** Begin **
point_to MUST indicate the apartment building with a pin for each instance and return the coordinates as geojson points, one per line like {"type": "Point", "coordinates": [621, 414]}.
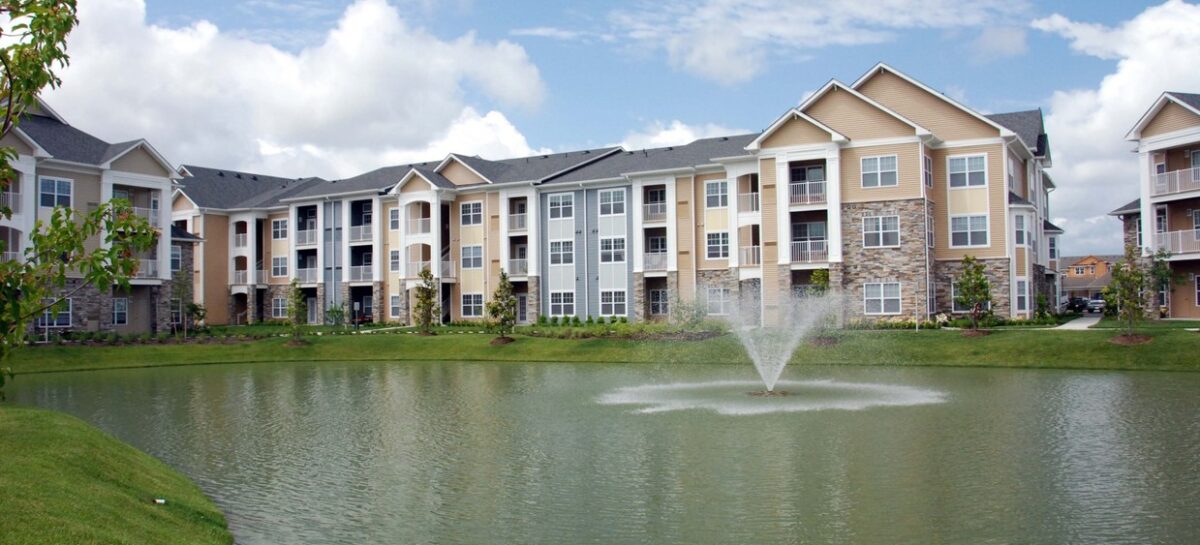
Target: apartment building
{"type": "Point", "coordinates": [1168, 145]}
{"type": "Point", "coordinates": [58, 166]}
{"type": "Point", "coordinates": [883, 183]}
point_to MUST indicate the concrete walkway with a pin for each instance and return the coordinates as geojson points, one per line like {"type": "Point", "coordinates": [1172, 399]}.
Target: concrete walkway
{"type": "Point", "coordinates": [1083, 322]}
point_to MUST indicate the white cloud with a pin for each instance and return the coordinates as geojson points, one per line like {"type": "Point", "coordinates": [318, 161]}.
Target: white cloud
{"type": "Point", "coordinates": [372, 90]}
{"type": "Point", "coordinates": [1095, 169]}
{"type": "Point", "coordinates": [658, 135]}
{"type": "Point", "coordinates": [732, 41]}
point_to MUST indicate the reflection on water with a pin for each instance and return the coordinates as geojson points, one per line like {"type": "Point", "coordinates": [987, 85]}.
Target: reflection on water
{"type": "Point", "coordinates": [480, 453]}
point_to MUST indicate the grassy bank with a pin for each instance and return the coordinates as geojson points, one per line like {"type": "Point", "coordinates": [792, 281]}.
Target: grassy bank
{"type": "Point", "coordinates": [1170, 349]}
{"type": "Point", "coordinates": [67, 483]}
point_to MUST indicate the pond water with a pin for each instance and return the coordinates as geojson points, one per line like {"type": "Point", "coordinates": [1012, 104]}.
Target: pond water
{"type": "Point", "coordinates": [367, 453]}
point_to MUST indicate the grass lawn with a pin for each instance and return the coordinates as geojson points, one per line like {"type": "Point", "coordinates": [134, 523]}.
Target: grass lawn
{"type": "Point", "coordinates": [67, 483]}
{"type": "Point", "coordinates": [1170, 349]}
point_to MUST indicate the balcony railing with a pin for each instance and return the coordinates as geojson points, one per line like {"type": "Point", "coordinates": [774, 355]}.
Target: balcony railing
{"type": "Point", "coordinates": [810, 251]}
{"type": "Point", "coordinates": [750, 256]}
{"type": "Point", "coordinates": [306, 275]}
{"type": "Point", "coordinates": [1175, 181]}
{"type": "Point", "coordinates": [418, 226]}
{"type": "Point", "coordinates": [519, 268]}
{"type": "Point", "coordinates": [654, 211]}
{"type": "Point", "coordinates": [657, 261]}
{"type": "Point", "coordinates": [306, 237]}
{"type": "Point", "coordinates": [1179, 241]}
{"type": "Point", "coordinates": [516, 221]}
{"type": "Point", "coordinates": [810, 192]}
{"type": "Point", "coordinates": [748, 203]}
{"type": "Point", "coordinates": [360, 233]}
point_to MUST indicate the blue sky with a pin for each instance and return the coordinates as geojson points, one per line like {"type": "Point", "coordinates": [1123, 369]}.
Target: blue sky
{"type": "Point", "coordinates": [339, 88]}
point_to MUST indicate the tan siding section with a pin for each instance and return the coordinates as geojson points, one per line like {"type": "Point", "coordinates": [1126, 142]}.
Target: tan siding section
{"type": "Point", "coordinates": [907, 175]}
{"type": "Point", "coordinates": [855, 118]}
{"type": "Point", "coordinates": [1171, 118]}
{"type": "Point", "coordinates": [941, 118]}
{"type": "Point", "coordinates": [796, 132]}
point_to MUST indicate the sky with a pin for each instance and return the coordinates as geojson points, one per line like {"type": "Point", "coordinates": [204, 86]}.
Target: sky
{"type": "Point", "coordinates": [341, 87]}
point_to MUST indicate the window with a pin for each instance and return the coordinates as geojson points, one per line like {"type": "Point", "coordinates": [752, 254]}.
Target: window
{"type": "Point", "coordinates": [659, 303]}
{"type": "Point", "coordinates": [120, 311]}
{"type": "Point", "coordinates": [969, 171]}
{"type": "Point", "coordinates": [880, 172]}
{"type": "Point", "coordinates": [718, 245]}
{"type": "Point", "coordinates": [562, 303]}
{"type": "Point", "coordinates": [279, 229]}
{"type": "Point", "coordinates": [612, 250]}
{"type": "Point", "coordinates": [472, 213]}
{"type": "Point", "coordinates": [881, 231]}
{"type": "Point", "coordinates": [881, 298]}
{"type": "Point", "coordinates": [58, 317]}
{"type": "Point", "coordinates": [562, 205]}
{"type": "Point", "coordinates": [472, 305]}
{"type": "Point", "coordinates": [717, 193]}
{"type": "Point", "coordinates": [612, 202]}
{"type": "Point", "coordinates": [969, 231]}
{"type": "Point", "coordinates": [612, 303]}
{"type": "Point", "coordinates": [55, 192]}
{"type": "Point", "coordinates": [472, 257]}
{"type": "Point", "coordinates": [562, 252]}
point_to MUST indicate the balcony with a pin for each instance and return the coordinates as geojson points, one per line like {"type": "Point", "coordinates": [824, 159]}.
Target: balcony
{"type": "Point", "coordinates": [519, 268]}
{"type": "Point", "coordinates": [1176, 181]}
{"type": "Point", "coordinates": [748, 203]}
{"type": "Point", "coordinates": [360, 233]}
{"type": "Point", "coordinates": [809, 251]}
{"type": "Point", "coordinates": [810, 192]}
{"type": "Point", "coordinates": [657, 261]}
{"type": "Point", "coordinates": [517, 222]}
{"type": "Point", "coordinates": [1179, 241]}
{"type": "Point", "coordinates": [750, 256]}
{"type": "Point", "coordinates": [306, 237]}
{"type": "Point", "coordinates": [306, 275]}
{"type": "Point", "coordinates": [419, 226]}
{"type": "Point", "coordinates": [654, 211]}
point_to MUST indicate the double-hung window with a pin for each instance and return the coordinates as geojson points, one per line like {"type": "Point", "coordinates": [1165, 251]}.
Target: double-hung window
{"type": "Point", "coordinates": [881, 231]}
{"type": "Point", "coordinates": [612, 250]}
{"type": "Point", "coordinates": [718, 245]}
{"type": "Point", "coordinates": [969, 231]}
{"type": "Point", "coordinates": [472, 213]}
{"type": "Point", "coordinates": [717, 193]}
{"type": "Point", "coordinates": [880, 172]}
{"type": "Point", "coordinates": [562, 252]}
{"type": "Point", "coordinates": [881, 298]}
{"type": "Point", "coordinates": [612, 202]}
{"type": "Point", "coordinates": [562, 205]}
{"type": "Point", "coordinates": [473, 257]}
{"type": "Point", "coordinates": [969, 171]}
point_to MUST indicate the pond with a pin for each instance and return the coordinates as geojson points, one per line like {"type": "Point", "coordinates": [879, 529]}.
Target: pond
{"type": "Point", "coordinates": [367, 453]}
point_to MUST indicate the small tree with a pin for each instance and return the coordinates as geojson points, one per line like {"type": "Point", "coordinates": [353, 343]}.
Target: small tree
{"type": "Point", "coordinates": [973, 289]}
{"type": "Point", "coordinates": [426, 306]}
{"type": "Point", "coordinates": [503, 306]}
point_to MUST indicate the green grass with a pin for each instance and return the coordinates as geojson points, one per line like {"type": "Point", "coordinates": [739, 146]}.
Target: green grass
{"type": "Point", "coordinates": [67, 483]}
{"type": "Point", "coordinates": [1170, 349]}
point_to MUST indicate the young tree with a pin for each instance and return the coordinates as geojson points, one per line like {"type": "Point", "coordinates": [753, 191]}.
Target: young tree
{"type": "Point", "coordinates": [33, 46]}
{"type": "Point", "coordinates": [503, 306]}
{"type": "Point", "coordinates": [973, 289]}
{"type": "Point", "coordinates": [426, 306]}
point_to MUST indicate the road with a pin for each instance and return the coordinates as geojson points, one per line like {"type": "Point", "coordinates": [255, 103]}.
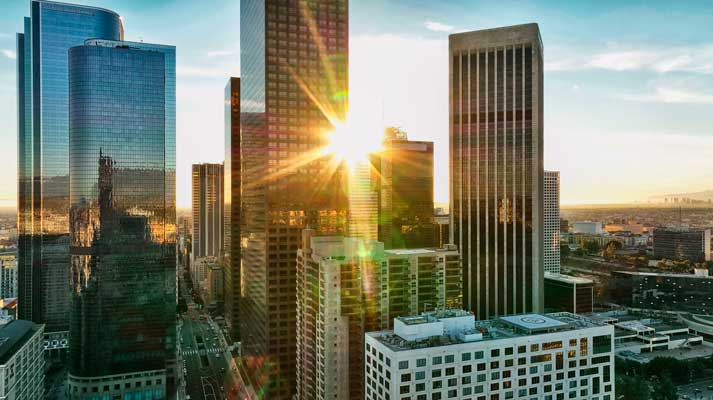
** End **
● **TASK TO CARRY OUT**:
Copy every line of the records above that contains the word "bank".

● **ANSWER TO THE EXERCISE**:
point_to MUST indicate the grassy bank with a pin for each instance and return the coordinates as geojson points, one per line like {"type": "Point", "coordinates": [792, 281]}.
Target: grassy bank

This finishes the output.